- WHAT THE TASK REQUIRES
Transcribe all of the entries, matching each one exactly.

- SUPPLIED DATA
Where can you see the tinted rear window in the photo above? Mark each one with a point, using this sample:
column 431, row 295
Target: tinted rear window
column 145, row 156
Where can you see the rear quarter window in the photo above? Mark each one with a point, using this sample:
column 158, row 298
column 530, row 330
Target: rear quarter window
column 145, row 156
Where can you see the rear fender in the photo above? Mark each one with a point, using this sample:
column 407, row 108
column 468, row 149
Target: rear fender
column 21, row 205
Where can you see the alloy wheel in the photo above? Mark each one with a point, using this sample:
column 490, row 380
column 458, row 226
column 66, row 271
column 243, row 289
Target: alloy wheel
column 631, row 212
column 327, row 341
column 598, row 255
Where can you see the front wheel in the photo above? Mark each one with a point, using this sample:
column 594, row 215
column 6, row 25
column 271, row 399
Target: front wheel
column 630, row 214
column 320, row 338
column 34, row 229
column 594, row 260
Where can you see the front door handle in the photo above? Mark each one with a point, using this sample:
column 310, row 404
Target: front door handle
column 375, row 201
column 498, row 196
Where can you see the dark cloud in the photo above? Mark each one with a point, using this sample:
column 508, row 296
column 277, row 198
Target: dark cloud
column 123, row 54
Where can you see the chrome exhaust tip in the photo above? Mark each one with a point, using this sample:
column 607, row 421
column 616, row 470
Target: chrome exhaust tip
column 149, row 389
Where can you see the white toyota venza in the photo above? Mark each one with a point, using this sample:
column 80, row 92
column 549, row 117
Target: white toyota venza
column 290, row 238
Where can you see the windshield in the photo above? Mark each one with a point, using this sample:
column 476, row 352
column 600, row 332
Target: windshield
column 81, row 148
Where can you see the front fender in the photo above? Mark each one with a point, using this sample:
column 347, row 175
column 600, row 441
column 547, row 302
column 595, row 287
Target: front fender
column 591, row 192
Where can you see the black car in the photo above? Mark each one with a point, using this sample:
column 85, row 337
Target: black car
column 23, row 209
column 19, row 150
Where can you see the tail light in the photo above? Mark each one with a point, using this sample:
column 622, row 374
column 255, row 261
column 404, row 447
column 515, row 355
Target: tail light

- ANSWER BOX
Where can you see the tinted rear window in the photo above? Mark each one with a point, using this sample:
column 431, row 295
Target: tinted rear window
column 145, row 156
Where can you see the rear quarter window in the photo above? Mark each one with a point, using this sample:
column 158, row 298
column 530, row 330
Target: rear quarter window
column 145, row 156
Where can you see the rear fender in the photo above? Mark each one with a point, using this sample:
column 407, row 108
column 468, row 149
Target: rear fender
column 21, row 205
Where can you see the alloy wheel in the photo above? Mark each one with a point, using this sample:
column 490, row 380
column 458, row 226
column 66, row 271
column 243, row 289
Target: alloy wheel
column 631, row 212
column 327, row 341
column 598, row 255
Where can you see the front wheel in the photo above? Mark each one with a point, using this sample:
column 594, row 215
column 6, row 25
column 271, row 399
Target: front wheel
column 630, row 214
column 320, row 338
column 34, row 229
column 594, row 260
Where can you see the front door handle in the photo above? Mark each one with a point, using this sample:
column 310, row 404
Target: front door handle
column 375, row 201
column 498, row 196
Where can you see the dark cloud in the photo above? Mark each one with a point, using this sample:
column 508, row 296
column 277, row 198
Target: dark cloud
column 123, row 54
Where can you see the chrome exhaust tip in the photo above? Mark each one with a point, using this sample:
column 607, row 421
column 616, row 470
Target: chrome exhaust tip
column 149, row 389
Where can you see the white toyota venza in the photo above? Mark each one with a point, using this sample:
column 80, row 92
column 549, row 117
Target: white toyota venza
column 290, row 238
Where can you see the windshield in the photo above? Mark each one with a point, using this sample:
column 476, row 352
column 600, row 332
Target: windshield
column 81, row 148
Where can you see the front fender in the photo above? Mark each one with a point, using this sample:
column 347, row 175
column 600, row 441
column 547, row 302
column 595, row 287
Target: front fender
column 591, row 192
Where can you see the black car in the photo above? Mark each one with a point, using this sample:
column 85, row 337
Target: black car
column 23, row 209
column 19, row 150
Where can you see the tail light in the photo above? Mark each one with a point, using this sample:
column 622, row 374
column 255, row 261
column 404, row 447
column 515, row 355
Target: tail light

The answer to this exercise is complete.